● PROBLEMS TO WORK ON
• a. In the article on desirable difficulties, what does the author say feeling "comfortable" while learning is usually a sign of?
• b. State how many lines of the records contain the word "reflection", giving only the number.

● SELECTED TEXT
▬▬▬▬▬▬
Desirable Difficulties: 7 Brutal Ways to Make Your Practice Actually Stick
We have all been there: sitting at a desk with a highlighter in hand, painting a textbook neon yellow, feeling like absolute geniuses. It feels good. It feels productive. It feels like progress. But then, three days later, someone asks us a basic question about what we "learned," and our brain serves up nothing but a dial-up dial tone. It turns out that feeling "comfortable" while learning is usually a sign that you aren't actually learning anything at all.
The truth is that the human brain is a remarkably efficient energy-saver. If it can get through a task without forming a long-term memory, it will. Most of our modern tools—sleek apps, "fun" gamified lessons, and smooth video courses—are designed to make us feel successful in the moment. They minimize friction. But in the world of cognitive science, friction is exactly what builds the muscle of the mind. Without a bit of struggle, the information just slides right off the surface.
I’ve spent years obsessing over how to bridge the gap between "looking busy" and actually gaining mastery. Whether you are a startup founder trying to learn a new coding language, a marketer mastering data analytics, or a consultant trying to memorize complex client frameworks, the secret isn't more hours—it’s "better" hours. We need to stop looking for the easy way and start looking for the right kind of hard.
In this guide, we are going to dive deep into the concept of desirable difficulties. We’ll look at why your current habits might be failing you, how to inject strategic struggle into your routine, and which tools actually help you do the heavy lifting. If you’re ready to stop "reviewing" and start mastering, let’s get into it.
What Exactly Are Desirable Difficulties?
▬▬▬▬▬▬
● MATERIALS PROVIDED
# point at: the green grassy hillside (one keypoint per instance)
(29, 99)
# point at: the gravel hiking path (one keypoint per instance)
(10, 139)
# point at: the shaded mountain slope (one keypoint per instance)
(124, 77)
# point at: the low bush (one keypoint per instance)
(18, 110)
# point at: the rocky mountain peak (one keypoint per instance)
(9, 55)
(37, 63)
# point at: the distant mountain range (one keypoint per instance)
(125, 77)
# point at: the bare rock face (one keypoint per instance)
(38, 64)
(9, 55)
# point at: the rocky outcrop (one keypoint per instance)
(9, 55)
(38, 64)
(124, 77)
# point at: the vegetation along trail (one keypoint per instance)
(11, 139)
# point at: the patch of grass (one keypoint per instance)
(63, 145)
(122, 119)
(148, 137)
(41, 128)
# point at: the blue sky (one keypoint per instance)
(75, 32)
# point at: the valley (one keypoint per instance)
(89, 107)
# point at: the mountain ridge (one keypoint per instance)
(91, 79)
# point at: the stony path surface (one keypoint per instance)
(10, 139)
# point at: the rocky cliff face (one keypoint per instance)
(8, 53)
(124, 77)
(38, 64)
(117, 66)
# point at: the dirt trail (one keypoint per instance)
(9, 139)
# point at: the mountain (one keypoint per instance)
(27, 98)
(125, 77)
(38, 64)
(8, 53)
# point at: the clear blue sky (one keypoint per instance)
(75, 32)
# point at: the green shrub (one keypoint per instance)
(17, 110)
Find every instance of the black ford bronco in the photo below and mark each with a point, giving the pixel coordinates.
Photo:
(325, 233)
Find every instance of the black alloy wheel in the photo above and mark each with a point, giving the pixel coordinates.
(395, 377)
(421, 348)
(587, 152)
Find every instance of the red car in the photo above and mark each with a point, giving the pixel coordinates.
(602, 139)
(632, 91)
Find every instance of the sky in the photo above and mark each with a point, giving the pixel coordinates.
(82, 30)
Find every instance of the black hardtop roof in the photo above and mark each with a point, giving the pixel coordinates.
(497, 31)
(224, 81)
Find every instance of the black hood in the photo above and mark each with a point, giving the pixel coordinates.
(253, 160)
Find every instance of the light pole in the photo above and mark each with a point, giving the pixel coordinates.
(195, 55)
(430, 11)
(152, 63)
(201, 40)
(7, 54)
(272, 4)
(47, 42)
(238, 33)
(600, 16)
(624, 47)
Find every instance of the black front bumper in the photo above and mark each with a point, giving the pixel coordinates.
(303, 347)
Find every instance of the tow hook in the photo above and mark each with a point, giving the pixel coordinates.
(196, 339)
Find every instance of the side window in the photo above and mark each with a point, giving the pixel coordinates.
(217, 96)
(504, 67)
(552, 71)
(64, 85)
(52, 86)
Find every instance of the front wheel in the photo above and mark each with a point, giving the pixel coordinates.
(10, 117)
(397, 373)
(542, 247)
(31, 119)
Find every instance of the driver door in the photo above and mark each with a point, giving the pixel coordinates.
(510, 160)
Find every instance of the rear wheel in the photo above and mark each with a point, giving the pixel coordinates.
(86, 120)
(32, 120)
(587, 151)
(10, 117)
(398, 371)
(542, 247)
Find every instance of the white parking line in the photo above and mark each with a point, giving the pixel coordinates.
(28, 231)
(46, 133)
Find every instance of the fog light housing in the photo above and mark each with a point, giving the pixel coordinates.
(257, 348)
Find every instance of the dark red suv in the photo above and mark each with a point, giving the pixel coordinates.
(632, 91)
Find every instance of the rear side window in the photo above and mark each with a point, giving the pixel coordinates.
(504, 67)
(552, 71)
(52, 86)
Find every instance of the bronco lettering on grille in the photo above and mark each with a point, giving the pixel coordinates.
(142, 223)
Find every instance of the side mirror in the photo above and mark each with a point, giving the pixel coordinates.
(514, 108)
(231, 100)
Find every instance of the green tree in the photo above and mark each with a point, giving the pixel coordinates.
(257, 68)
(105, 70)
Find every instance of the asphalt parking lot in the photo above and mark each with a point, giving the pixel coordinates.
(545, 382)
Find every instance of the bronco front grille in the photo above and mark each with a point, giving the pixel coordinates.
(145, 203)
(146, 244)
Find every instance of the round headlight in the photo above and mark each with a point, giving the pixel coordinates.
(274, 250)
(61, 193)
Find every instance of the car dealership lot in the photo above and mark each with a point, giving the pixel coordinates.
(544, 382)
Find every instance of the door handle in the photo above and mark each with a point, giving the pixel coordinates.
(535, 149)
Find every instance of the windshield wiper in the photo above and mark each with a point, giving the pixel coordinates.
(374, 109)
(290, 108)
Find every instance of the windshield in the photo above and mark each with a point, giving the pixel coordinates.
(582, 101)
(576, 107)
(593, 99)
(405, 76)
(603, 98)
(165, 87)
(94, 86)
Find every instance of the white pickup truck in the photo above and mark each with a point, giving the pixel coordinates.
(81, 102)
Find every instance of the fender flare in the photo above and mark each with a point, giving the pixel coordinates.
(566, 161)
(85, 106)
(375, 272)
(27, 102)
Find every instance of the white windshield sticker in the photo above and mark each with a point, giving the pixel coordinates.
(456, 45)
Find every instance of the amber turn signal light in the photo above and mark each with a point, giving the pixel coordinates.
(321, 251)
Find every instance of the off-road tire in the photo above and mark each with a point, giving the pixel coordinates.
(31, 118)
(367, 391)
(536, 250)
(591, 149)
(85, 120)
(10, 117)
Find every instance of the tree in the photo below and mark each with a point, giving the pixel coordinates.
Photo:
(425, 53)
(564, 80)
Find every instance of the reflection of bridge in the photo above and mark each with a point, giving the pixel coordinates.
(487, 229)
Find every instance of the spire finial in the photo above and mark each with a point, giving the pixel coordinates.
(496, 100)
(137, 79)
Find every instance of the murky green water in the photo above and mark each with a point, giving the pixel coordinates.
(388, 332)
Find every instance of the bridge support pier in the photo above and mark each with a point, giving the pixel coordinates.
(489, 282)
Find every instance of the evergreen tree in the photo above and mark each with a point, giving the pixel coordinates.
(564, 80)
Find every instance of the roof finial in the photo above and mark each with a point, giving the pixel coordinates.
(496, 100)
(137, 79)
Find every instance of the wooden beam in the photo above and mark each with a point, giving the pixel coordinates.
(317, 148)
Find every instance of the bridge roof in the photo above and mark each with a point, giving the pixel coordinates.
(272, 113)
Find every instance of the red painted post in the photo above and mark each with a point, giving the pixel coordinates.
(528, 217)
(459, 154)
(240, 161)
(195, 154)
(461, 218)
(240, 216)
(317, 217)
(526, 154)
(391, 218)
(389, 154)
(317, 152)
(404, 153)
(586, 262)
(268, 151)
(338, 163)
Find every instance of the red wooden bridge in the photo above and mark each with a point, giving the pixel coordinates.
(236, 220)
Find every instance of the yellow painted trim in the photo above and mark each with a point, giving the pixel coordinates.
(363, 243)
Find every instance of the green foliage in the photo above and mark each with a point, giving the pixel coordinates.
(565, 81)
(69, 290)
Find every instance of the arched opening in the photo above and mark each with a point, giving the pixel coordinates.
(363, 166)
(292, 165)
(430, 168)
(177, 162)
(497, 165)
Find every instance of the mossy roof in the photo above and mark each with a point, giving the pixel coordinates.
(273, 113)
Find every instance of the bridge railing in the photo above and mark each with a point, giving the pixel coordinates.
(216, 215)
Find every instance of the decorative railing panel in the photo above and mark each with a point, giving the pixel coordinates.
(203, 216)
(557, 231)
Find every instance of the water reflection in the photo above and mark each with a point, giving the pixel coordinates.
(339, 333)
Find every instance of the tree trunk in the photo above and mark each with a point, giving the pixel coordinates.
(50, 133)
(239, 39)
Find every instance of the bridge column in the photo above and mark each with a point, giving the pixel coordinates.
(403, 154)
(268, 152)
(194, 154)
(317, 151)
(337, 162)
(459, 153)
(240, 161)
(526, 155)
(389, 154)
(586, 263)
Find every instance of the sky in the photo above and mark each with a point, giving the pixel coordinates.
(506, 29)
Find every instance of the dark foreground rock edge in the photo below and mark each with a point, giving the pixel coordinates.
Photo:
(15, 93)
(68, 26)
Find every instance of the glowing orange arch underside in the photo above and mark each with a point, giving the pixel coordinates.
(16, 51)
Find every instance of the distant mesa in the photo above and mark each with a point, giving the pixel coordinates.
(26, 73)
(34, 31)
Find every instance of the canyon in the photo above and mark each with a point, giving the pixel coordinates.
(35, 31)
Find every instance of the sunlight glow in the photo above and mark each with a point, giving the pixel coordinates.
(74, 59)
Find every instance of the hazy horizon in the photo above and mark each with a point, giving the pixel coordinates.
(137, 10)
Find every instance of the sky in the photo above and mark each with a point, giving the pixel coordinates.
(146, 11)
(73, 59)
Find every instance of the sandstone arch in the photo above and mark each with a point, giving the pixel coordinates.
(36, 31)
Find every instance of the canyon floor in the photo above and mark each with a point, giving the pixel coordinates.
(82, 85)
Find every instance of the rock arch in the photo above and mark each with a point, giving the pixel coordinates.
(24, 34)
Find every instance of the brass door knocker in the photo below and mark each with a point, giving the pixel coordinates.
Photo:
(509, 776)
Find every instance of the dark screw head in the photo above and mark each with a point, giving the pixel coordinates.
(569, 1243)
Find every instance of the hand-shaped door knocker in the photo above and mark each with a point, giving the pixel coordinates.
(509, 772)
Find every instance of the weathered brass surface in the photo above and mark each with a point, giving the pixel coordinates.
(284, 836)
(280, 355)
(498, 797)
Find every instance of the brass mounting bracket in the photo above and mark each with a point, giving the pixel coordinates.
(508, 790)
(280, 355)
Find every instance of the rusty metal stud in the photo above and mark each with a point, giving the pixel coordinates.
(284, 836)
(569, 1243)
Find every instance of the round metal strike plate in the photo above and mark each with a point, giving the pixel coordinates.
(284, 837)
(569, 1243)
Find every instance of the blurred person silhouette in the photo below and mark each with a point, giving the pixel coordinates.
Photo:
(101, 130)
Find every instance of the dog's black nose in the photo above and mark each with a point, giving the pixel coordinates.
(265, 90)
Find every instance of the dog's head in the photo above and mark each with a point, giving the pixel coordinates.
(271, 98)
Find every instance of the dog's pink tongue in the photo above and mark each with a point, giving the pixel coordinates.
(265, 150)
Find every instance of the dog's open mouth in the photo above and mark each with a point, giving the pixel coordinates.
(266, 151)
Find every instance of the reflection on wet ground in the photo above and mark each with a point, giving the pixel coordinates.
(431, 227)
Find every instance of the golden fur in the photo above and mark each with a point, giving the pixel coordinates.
▬▬▬▬▬▬
● TASK-BY-TASK SOLUTIONS
• a. It is usually a sign that you aren't actually learning anything at all.

• b. 3